Starting with the line that contains "every rear wheel", reproduce each line through the end of the entries exactly as written.

__PROVIDED RECORDS__
####################

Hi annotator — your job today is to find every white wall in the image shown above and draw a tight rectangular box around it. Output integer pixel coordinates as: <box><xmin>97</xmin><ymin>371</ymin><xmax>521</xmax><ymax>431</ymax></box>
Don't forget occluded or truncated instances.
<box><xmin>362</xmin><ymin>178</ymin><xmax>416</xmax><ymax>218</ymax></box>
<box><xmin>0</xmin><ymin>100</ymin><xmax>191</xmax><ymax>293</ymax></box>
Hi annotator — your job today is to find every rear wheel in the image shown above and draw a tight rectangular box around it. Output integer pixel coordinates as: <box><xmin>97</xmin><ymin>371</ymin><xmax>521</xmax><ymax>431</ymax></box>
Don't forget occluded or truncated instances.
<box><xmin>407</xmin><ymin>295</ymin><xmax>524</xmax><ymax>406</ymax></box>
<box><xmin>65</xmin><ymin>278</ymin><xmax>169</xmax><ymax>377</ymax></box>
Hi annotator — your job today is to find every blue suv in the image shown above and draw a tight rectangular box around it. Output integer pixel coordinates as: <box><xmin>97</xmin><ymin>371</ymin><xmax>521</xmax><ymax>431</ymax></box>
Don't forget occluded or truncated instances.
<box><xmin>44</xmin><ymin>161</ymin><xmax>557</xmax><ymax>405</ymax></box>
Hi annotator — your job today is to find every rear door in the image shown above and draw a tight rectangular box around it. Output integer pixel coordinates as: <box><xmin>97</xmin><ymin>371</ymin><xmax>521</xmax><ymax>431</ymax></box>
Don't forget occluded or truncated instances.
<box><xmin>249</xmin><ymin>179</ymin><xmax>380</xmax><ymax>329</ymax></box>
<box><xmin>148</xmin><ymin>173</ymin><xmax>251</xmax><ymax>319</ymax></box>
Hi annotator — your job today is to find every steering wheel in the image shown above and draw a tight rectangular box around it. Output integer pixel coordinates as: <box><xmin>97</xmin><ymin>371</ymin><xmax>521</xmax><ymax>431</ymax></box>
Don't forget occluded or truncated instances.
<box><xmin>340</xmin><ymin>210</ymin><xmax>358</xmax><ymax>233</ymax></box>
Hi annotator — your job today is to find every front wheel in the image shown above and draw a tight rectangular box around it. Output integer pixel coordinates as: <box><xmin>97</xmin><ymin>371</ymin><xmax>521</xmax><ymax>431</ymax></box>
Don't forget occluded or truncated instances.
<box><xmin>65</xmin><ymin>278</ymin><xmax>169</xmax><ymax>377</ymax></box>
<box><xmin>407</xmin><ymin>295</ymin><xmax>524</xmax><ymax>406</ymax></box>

####################

__EXPECTED ANSWER__
Hi annotator — your job today is to find every rear wheel in the image shown above and draw a tight rectangular box around it. Output integer pixel coordinates as: <box><xmin>97</xmin><ymin>371</ymin><xmax>521</xmax><ymax>431</ymax></box>
Don't forget occluded or truncated instances.
<box><xmin>407</xmin><ymin>295</ymin><xmax>524</xmax><ymax>406</ymax></box>
<box><xmin>65</xmin><ymin>278</ymin><xmax>169</xmax><ymax>377</ymax></box>
Hi annotator — your job today is to find every blue suv in the image shown above and draw a tight rectangular box around it. Output integer pixel coordinates as: <box><xmin>97</xmin><ymin>371</ymin><xmax>521</xmax><ymax>431</ymax></box>
Don't forget occluded or truncated instances.
<box><xmin>44</xmin><ymin>161</ymin><xmax>557</xmax><ymax>405</ymax></box>
Hi annotator — your job today is to find every rear door in the image shown above and draw a tight rectangular box around it. Output integer pixel coordinates as: <box><xmin>97</xmin><ymin>371</ymin><xmax>521</xmax><ymax>431</ymax></box>
Don't forget occluded or truncated instances.
<box><xmin>249</xmin><ymin>179</ymin><xmax>380</xmax><ymax>329</ymax></box>
<box><xmin>148</xmin><ymin>173</ymin><xmax>251</xmax><ymax>319</ymax></box>
Hi annotator — your job today is to find every steering wheel in the image shown above and draw a tight rectangular box around it. Output integer pixel coordinates as: <box><xmin>97</xmin><ymin>371</ymin><xmax>521</xmax><ymax>431</ymax></box>
Don't forget occluded or truncated instances.
<box><xmin>340</xmin><ymin>210</ymin><xmax>358</xmax><ymax>233</ymax></box>
Hi annotator — your job today is to find every front wheel in the image shown above and draw a tight rectangular box around it. Output integer pixel coordinates as: <box><xmin>97</xmin><ymin>371</ymin><xmax>521</xmax><ymax>431</ymax></box>
Don't forget occluded or truncated instances.
<box><xmin>65</xmin><ymin>278</ymin><xmax>169</xmax><ymax>377</ymax></box>
<box><xmin>407</xmin><ymin>295</ymin><xmax>524</xmax><ymax>406</ymax></box>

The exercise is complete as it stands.